(Region labeling records)

===============

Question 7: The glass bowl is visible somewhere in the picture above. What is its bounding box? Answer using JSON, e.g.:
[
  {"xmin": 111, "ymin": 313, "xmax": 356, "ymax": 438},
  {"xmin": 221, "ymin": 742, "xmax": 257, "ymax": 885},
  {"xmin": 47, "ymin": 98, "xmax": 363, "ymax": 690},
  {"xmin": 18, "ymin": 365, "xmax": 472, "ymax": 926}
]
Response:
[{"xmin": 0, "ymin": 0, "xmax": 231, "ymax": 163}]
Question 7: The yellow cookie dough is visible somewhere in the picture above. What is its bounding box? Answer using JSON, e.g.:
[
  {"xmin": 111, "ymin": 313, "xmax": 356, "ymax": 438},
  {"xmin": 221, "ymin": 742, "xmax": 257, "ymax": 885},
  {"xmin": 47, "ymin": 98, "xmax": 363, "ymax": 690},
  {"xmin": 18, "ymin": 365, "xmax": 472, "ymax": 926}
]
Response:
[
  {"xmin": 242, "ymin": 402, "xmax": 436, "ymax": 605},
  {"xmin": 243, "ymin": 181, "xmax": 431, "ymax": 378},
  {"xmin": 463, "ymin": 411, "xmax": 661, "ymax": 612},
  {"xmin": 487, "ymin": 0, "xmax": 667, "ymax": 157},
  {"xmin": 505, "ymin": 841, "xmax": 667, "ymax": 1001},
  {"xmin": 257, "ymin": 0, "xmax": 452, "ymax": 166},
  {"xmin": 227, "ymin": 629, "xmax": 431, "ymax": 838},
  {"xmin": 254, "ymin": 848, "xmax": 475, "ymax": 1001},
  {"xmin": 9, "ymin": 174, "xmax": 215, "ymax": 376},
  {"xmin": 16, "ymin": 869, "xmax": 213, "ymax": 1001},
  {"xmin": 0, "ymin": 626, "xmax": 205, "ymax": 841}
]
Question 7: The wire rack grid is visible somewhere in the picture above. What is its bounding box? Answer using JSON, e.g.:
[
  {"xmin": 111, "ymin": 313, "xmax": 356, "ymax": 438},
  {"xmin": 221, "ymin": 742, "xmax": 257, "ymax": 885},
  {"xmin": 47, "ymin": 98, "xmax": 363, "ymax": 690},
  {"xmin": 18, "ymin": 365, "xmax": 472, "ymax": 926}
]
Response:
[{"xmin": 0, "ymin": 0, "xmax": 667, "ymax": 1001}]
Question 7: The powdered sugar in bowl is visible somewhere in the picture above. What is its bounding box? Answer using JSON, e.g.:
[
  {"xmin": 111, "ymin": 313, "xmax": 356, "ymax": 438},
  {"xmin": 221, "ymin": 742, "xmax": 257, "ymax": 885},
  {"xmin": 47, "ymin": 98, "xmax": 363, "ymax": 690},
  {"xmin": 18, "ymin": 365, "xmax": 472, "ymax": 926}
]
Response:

===============

Copy out, word for word, the stretch of entries that runs from the line containing "Question 7: The wire" through the end of the entries.

Question 7: The wire rack grid is visible somewhere in the picture above. What is its bounding box? Answer using JSON, e.g.:
[
  {"xmin": 111, "ymin": 313, "xmax": 356, "ymax": 438},
  {"xmin": 221, "ymin": 742, "xmax": 257, "ymax": 885},
  {"xmin": 47, "ymin": 98, "xmax": 363, "ymax": 690},
  {"xmin": 18, "ymin": 365, "xmax": 472, "ymax": 926}
]
Response:
[{"xmin": 0, "ymin": 0, "xmax": 667, "ymax": 1001}]
Question 7: The powdered sugar in bowl is visible somewhere in the picture above. What is its bounding box? Answer using JSON, e.g.:
[
  {"xmin": 111, "ymin": 313, "xmax": 356, "ymax": 438},
  {"xmin": 221, "ymin": 742, "xmax": 257, "ymax": 885},
  {"xmin": 47, "ymin": 98, "xmax": 363, "ymax": 690},
  {"xmin": 18, "ymin": 365, "xmax": 472, "ymax": 926}
]
Response:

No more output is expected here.